Estratto del documento >>
Secondo i dati dell’OMS (Organizzazione mondiale della sanità) una persona su 150 è affetta da un disturbo dello spettro autistico e molto raramente la diagnosi viene effettuata prima dei due anni di età. Peccato perchè:
La diagnosi precoce, seguita da un intervento sin dai primi mesi di vita, potrebbe essere decisiva e permettere un recupero quasi totale di alcune funzioni comportamentali e ridurre i disturbi nella comunicazione
A sostenerlo è Maria Luisa Scattoni, giovane ricercatrice dell’Istituto Superiore di Sanità presso il quale coordina il progetto “Non invasive tool for early detection of autism spectrum disorders” (Strumenti non invasivi per la diagnosi precoce dei disturbi dello spettro autistico) che partirà nel 2011 e durerà tre anni, con lo scopo di condurre un’osservazione di un gruppo di bambini nei primi due anni di vita e rintracciare possibili indicatori di autismo.

Segmento di dati >>
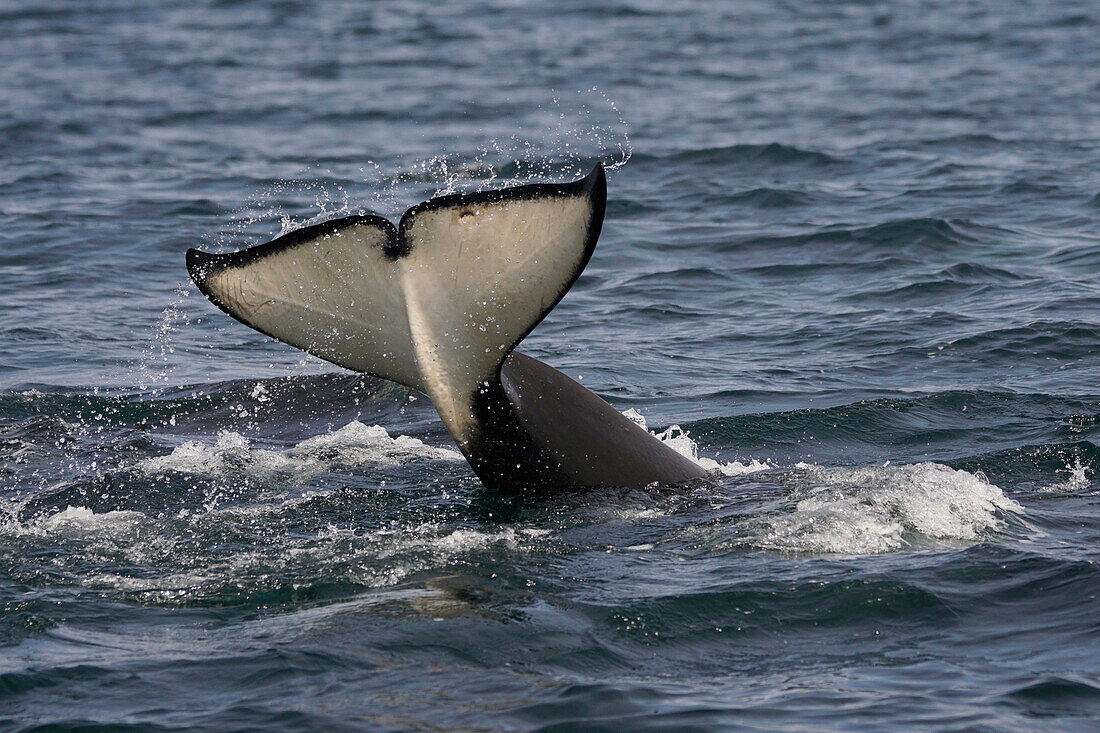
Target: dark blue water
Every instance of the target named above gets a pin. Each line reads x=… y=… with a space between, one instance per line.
x=851 y=249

Consegna >>
Per ciascuna affermazione stabilisci se concorda con il testo sulla diagnosi precoce dell'autismo, rispondendo sì o no e citando alla lettera le parole decisive. (a) Secondo l'OMS una persona su 150 è affetta da un disturbo dello spettro autistico. (b) Il progetto coordinato all'Istituto Superiore di Sanità avrà una durata di cinque anni. (c) La diagnosi viene effettuata spesso prima dei due anni di età. Il materiale riportato sopra è indipendente dal testo sulla diagnosi precoce dell'autismo.

Risultato dell'esercizio >>
(a) Sì: "una persona su 150 è affetta da un disturbo dello spettro autistico".
(b) No: "durerà tre anni".
(c) No: "molto raramente la diagnosi viene effettuata prima dei due anni di età".